>> START PASSAGE SHOWN
Sir Richard George Augustus Levinge, 7th Baronet (1 November 1811 – 28 September 1884) was an Irish landowner and politician from Knockdrin Castle, County Westmeath. He sat in the House of Commons of the United Kingdom from 1857 to 1865.

Life

His mother was a sister of the 2nd Baron Rancliffe, who died without issue in November 1850. Sir Richard inherited his uncle's entailed property, valued at between £1,000 and £2,000 per annum.
In 1846 he was commissioned as Lieutenant Colonel of the Westmeath Militia.
He was Sheriff of Westmeath in 1851–2,
and in 1853 was appointed as a Deputy Lieutenant of the county.

At the 1852 general election, he contested the Westmeath constituency as a Conservative, without success.

Five years later, at the 1857 election,
he was returned unopposed for Westmeath as an Independent Opposition candidate.
That party collapsed in 1859, he was re-elected at the 1859 general election,

as a Liberal.

He did not contest the 1865 election.
>> END PASSAGE SHOWN
>> START COLLECTED DATA
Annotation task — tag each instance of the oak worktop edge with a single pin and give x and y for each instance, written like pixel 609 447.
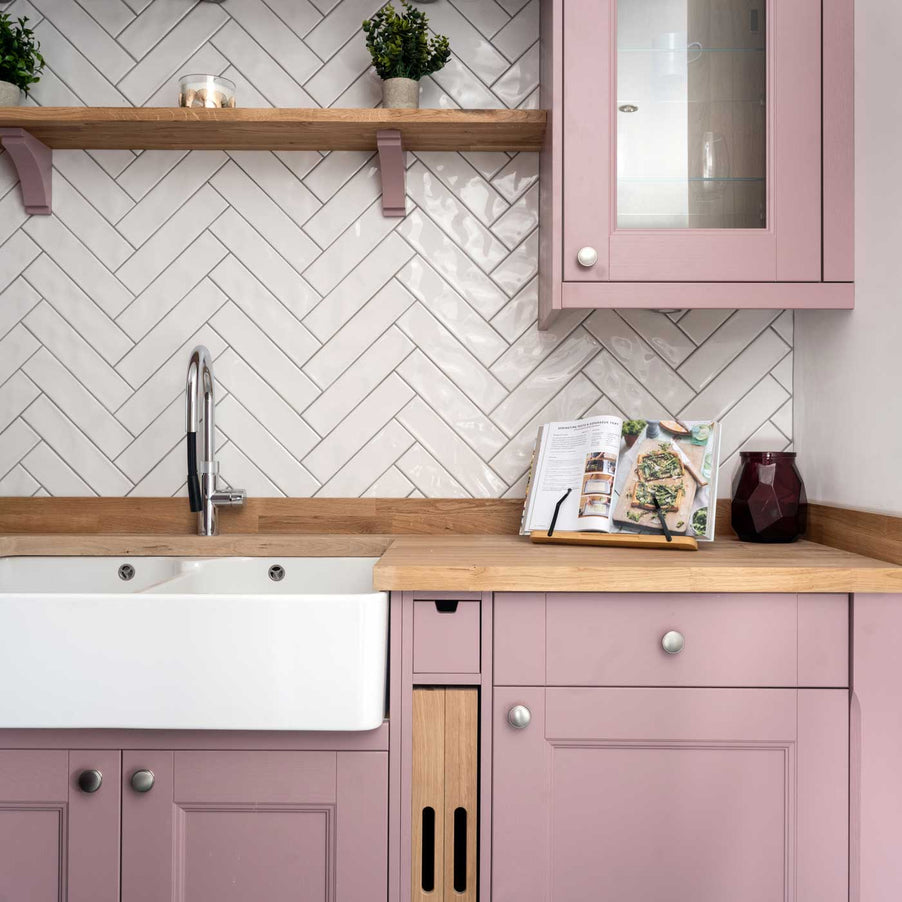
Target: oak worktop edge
pixel 512 563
>> END COLLECTED DATA
According to the passage on Sir Richard Levinge, to what post was he appointed in 1853? The lines play no part in this exercise.

He was appointed a Deputy Lieutenant of County Westmeath.